● **Description of the task**
Reproduce the rows below with every instance of "Detection" renamed to "Located boxes". Leave all other text unchanged.

— START Exercise materials —

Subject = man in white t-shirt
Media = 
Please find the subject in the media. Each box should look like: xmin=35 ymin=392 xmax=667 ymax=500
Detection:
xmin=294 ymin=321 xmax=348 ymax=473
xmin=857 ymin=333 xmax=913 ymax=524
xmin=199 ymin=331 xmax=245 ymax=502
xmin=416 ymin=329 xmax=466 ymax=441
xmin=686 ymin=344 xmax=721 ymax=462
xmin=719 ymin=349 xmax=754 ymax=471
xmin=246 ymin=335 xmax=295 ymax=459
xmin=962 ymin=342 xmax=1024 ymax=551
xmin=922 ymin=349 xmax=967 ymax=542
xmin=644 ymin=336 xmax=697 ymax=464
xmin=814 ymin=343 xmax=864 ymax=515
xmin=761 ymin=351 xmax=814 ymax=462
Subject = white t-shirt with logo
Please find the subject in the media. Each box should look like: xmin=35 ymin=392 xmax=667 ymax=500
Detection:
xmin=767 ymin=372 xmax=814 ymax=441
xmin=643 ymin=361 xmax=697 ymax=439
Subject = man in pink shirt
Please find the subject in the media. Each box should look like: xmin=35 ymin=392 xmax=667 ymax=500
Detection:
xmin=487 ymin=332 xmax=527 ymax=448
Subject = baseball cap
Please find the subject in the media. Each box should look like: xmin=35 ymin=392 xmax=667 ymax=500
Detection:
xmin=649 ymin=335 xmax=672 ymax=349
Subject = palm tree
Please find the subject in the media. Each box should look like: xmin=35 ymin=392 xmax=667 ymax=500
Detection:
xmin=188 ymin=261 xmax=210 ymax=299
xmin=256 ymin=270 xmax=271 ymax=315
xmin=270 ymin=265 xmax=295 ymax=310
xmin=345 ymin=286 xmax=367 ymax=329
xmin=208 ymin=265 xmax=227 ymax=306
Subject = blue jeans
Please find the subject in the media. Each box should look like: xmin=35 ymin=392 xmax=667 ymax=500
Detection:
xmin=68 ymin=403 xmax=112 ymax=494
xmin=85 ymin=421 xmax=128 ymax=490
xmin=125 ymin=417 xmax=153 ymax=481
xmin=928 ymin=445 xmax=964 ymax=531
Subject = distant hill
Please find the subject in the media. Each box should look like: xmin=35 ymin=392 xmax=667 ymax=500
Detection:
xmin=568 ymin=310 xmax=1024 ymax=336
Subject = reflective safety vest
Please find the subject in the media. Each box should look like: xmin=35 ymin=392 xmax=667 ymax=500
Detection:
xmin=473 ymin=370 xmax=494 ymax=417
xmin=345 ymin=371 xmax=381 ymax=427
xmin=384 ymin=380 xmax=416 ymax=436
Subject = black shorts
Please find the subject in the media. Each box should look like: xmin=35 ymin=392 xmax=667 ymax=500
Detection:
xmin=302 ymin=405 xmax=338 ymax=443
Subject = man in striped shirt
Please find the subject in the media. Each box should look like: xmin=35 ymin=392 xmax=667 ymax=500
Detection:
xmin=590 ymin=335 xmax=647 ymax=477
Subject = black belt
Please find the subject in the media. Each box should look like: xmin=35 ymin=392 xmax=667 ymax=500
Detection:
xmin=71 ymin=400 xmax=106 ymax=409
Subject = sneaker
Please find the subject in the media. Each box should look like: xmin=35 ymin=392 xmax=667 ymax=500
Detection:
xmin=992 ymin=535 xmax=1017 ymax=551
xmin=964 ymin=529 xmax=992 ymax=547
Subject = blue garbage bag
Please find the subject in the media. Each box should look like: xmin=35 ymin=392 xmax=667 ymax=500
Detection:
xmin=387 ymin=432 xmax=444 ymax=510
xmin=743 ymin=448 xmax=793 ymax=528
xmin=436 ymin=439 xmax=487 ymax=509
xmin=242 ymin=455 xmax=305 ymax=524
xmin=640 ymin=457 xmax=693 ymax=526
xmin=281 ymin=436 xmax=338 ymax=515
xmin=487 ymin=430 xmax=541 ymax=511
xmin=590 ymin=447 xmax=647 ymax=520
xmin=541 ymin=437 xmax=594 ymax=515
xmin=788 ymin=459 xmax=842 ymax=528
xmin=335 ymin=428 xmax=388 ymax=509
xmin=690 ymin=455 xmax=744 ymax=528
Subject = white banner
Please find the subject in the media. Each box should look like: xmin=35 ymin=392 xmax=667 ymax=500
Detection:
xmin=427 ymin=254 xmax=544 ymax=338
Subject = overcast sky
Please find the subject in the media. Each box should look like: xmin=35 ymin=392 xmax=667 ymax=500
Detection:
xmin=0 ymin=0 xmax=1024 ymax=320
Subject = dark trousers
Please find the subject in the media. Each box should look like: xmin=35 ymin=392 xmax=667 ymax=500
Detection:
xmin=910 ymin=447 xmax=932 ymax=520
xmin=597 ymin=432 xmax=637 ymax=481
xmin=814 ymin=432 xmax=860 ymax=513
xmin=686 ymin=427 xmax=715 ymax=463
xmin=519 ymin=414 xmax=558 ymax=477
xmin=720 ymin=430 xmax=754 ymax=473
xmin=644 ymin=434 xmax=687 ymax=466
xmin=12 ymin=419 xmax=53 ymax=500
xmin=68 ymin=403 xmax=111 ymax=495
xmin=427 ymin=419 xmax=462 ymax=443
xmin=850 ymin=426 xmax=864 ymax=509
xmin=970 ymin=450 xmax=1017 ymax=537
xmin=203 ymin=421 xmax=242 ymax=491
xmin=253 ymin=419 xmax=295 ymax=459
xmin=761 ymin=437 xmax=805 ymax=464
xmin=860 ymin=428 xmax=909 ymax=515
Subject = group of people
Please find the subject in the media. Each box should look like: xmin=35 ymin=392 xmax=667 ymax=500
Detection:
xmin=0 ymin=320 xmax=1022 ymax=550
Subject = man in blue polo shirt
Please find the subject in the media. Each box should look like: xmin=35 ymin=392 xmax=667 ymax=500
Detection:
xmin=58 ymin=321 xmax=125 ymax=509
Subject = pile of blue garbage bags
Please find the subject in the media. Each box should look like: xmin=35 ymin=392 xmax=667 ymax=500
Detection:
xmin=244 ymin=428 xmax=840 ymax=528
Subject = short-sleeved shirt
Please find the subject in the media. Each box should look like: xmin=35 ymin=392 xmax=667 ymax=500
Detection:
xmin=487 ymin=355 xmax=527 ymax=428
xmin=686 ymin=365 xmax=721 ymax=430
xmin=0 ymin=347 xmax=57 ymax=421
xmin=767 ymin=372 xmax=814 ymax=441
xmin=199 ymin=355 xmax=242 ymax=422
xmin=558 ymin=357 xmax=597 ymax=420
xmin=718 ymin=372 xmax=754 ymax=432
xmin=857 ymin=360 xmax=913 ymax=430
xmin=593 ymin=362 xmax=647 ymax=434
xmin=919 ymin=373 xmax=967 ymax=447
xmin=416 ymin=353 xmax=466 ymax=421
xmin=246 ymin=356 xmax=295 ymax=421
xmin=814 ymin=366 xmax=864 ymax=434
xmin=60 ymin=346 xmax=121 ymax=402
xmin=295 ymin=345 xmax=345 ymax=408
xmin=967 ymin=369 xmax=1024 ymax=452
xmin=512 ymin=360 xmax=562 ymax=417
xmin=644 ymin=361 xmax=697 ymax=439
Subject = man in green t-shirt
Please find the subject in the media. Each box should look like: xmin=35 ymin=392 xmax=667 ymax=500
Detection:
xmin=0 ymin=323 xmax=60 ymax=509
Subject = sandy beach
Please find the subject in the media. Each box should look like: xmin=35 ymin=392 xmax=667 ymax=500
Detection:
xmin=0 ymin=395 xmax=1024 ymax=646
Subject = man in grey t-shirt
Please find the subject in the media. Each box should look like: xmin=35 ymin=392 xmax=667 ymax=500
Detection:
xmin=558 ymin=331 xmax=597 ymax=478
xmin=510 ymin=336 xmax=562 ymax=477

— END Exercise materials —

● **Complete output**
Subject = man in white t-shirt
Media = 
Please find the subject in the media. Each box should look like: xmin=35 ymin=392 xmax=667 ymax=500
Located boxes:
xmin=294 ymin=321 xmax=348 ymax=473
xmin=857 ymin=333 xmax=913 ymax=524
xmin=199 ymin=331 xmax=245 ymax=502
xmin=416 ymin=329 xmax=466 ymax=441
xmin=686 ymin=344 xmax=721 ymax=462
xmin=719 ymin=349 xmax=754 ymax=471
xmin=246 ymin=335 xmax=295 ymax=459
xmin=962 ymin=342 xmax=1024 ymax=551
xmin=922 ymin=349 xmax=967 ymax=542
xmin=644 ymin=336 xmax=697 ymax=464
xmin=814 ymin=343 xmax=864 ymax=515
xmin=761 ymin=351 xmax=814 ymax=462
Subject = white t-shirt with logo
Please find the subject in the media. Each box should look like: xmin=35 ymin=392 xmax=667 ymax=500
Located boxes:
xmin=767 ymin=372 xmax=814 ymax=441
xmin=643 ymin=361 xmax=697 ymax=439
Subject = man in pink shirt
Please find the subject in the media. Each box should look like: xmin=35 ymin=392 xmax=667 ymax=500
Located boxes:
xmin=487 ymin=332 xmax=527 ymax=448
Subject = baseball cap
Please find the subject in the media. Each box should look like: xmin=35 ymin=392 xmax=667 ymax=500
Located boxes:
xmin=649 ymin=335 xmax=672 ymax=349
Subject = palm tree
Please find the subject in the media. Each box should look like: xmin=35 ymin=392 xmax=667 ymax=500
Located boxes:
xmin=188 ymin=261 xmax=210 ymax=299
xmin=256 ymin=270 xmax=271 ymax=315
xmin=270 ymin=265 xmax=295 ymax=310
xmin=345 ymin=286 xmax=367 ymax=329
xmin=208 ymin=265 xmax=227 ymax=306
Subject = blue jeans
Please find the subject in the media. Each box should look like: xmin=35 ymin=392 xmax=667 ymax=500
Located boxes:
xmin=68 ymin=403 xmax=112 ymax=494
xmin=85 ymin=421 xmax=128 ymax=490
xmin=125 ymin=417 xmax=153 ymax=481
xmin=928 ymin=445 xmax=964 ymax=531
Subject = distant hill
Please find the subject in the media. Each box should look like: xmin=35 ymin=392 xmax=667 ymax=500
Located boxes:
xmin=568 ymin=310 xmax=1024 ymax=336
Subject = reflective safety vest
Please find the subject in the media. Each box should look like: xmin=35 ymin=392 xmax=667 ymax=500
Located boxes:
xmin=473 ymin=370 xmax=494 ymax=417
xmin=345 ymin=371 xmax=381 ymax=427
xmin=384 ymin=380 xmax=416 ymax=436
Subject = black shorts
Please find the subject in the media. Each box should look like: xmin=35 ymin=392 xmax=667 ymax=500
Located boxes:
xmin=302 ymin=405 xmax=338 ymax=443
Subject = man in striped shirt
Please find the subject in the media. Each box should look like: xmin=35 ymin=392 xmax=667 ymax=500
Located boxes:
xmin=590 ymin=335 xmax=647 ymax=477
Subject = black belt
Please find the subject in the media. Each box should look like: xmin=35 ymin=392 xmax=667 ymax=500
Located boxes:
xmin=71 ymin=400 xmax=106 ymax=409
Subject = sneaker
Please find the subject in the media. Each box should look like: xmin=35 ymin=392 xmax=667 ymax=500
Located boxes:
xmin=992 ymin=535 xmax=1017 ymax=551
xmin=964 ymin=529 xmax=992 ymax=547
Subject = blue garbage bag
Please find the subject in the media. Each box should look like: xmin=35 ymin=392 xmax=667 ymax=500
Located boxes:
xmin=387 ymin=432 xmax=444 ymax=510
xmin=743 ymin=448 xmax=793 ymax=528
xmin=436 ymin=439 xmax=487 ymax=509
xmin=242 ymin=455 xmax=305 ymax=524
xmin=640 ymin=457 xmax=693 ymax=526
xmin=281 ymin=436 xmax=338 ymax=515
xmin=487 ymin=430 xmax=541 ymax=511
xmin=590 ymin=447 xmax=647 ymax=520
xmin=541 ymin=437 xmax=594 ymax=515
xmin=788 ymin=459 xmax=842 ymax=528
xmin=335 ymin=428 xmax=388 ymax=509
xmin=690 ymin=455 xmax=744 ymax=528
Subject = white banner
Please find the subject in the media. Each box should look like: xmin=35 ymin=392 xmax=667 ymax=500
Located boxes:
xmin=427 ymin=254 xmax=544 ymax=338
Subject = overcast sky
Please find the subject in the media. Each box should look like: xmin=35 ymin=392 xmax=667 ymax=500
Located boxes:
xmin=0 ymin=0 xmax=1024 ymax=320
Subject = dark trousers
Please find the subject in the media. Each box should look like: xmin=35 ymin=392 xmax=667 ymax=500
Located boxes:
xmin=910 ymin=447 xmax=932 ymax=520
xmin=597 ymin=432 xmax=637 ymax=481
xmin=814 ymin=432 xmax=860 ymax=513
xmin=686 ymin=427 xmax=715 ymax=463
xmin=519 ymin=414 xmax=558 ymax=477
xmin=720 ymin=430 xmax=754 ymax=473
xmin=644 ymin=434 xmax=687 ymax=466
xmin=12 ymin=419 xmax=53 ymax=500
xmin=68 ymin=403 xmax=111 ymax=495
xmin=427 ymin=419 xmax=462 ymax=443
xmin=850 ymin=426 xmax=864 ymax=509
xmin=970 ymin=450 xmax=1017 ymax=537
xmin=203 ymin=421 xmax=242 ymax=491
xmin=253 ymin=419 xmax=295 ymax=459
xmin=761 ymin=437 xmax=805 ymax=464
xmin=860 ymin=428 xmax=909 ymax=515
Subject = group of people
Please find the subject in the media. Each box should look like: xmin=35 ymin=392 xmax=667 ymax=500
Located boxes:
xmin=0 ymin=320 xmax=1022 ymax=550
Subject = man in blue polo shirt
Please find the subject in the media. Each box should look like: xmin=35 ymin=392 xmax=667 ymax=500
Located boxes:
xmin=58 ymin=321 xmax=125 ymax=509
Subject = pile of blue garbage bags
Please find the subject in the media. Each box should look like: xmin=35 ymin=392 xmax=667 ymax=500
Located boxes:
xmin=244 ymin=428 xmax=840 ymax=528
Subject = short-sleeved shirt
Please find the subject in the media. Each box should look like: xmin=35 ymin=392 xmax=667 ymax=500
Located boxes:
xmin=487 ymin=355 xmax=527 ymax=428
xmin=686 ymin=365 xmax=721 ymax=430
xmin=0 ymin=347 xmax=57 ymax=421
xmin=767 ymin=372 xmax=814 ymax=441
xmin=199 ymin=355 xmax=242 ymax=422
xmin=558 ymin=357 xmax=597 ymax=420
xmin=718 ymin=372 xmax=754 ymax=432
xmin=857 ymin=360 xmax=913 ymax=430
xmin=593 ymin=362 xmax=647 ymax=434
xmin=919 ymin=373 xmax=967 ymax=447
xmin=416 ymin=353 xmax=466 ymax=421
xmin=246 ymin=356 xmax=295 ymax=421
xmin=814 ymin=366 xmax=864 ymax=434
xmin=60 ymin=346 xmax=121 ymax=402
xmin=295 ymin=345 xmax=345 ymax=408
xmin=967 ymin=369 xmax=1024 ymax=452
xmin=512 ymin=360 xmax=562 ymax=417
xmin=644 ymin=361 xmax=697 ymax=439
Subject = man in green t-shirt
Please find the subject in the media. Each box should look like: xmin=35 ymin=392 xmax=667 ymax=500
Located boxes:
xmin=0 ymin=323 xmax=60 ymax=509
Subject = sandy beach
Please find the subject in the media. Each box should look like: xmin=35 ymin=392 xmax=667 ymax=500
Located boxes:
xmin=0 ymin=395 xmax=1024 ymax=646
Subject = man in grey t-shirt
Please find the subject in the media. Each box should look like: xmin=35 ymin=392 xmax=667 ymax=500
Located boxes:
xmin=558 ymin=331 xmax=597 ymax=478
xmin=510 ymin=336 xmax=562 ymax=477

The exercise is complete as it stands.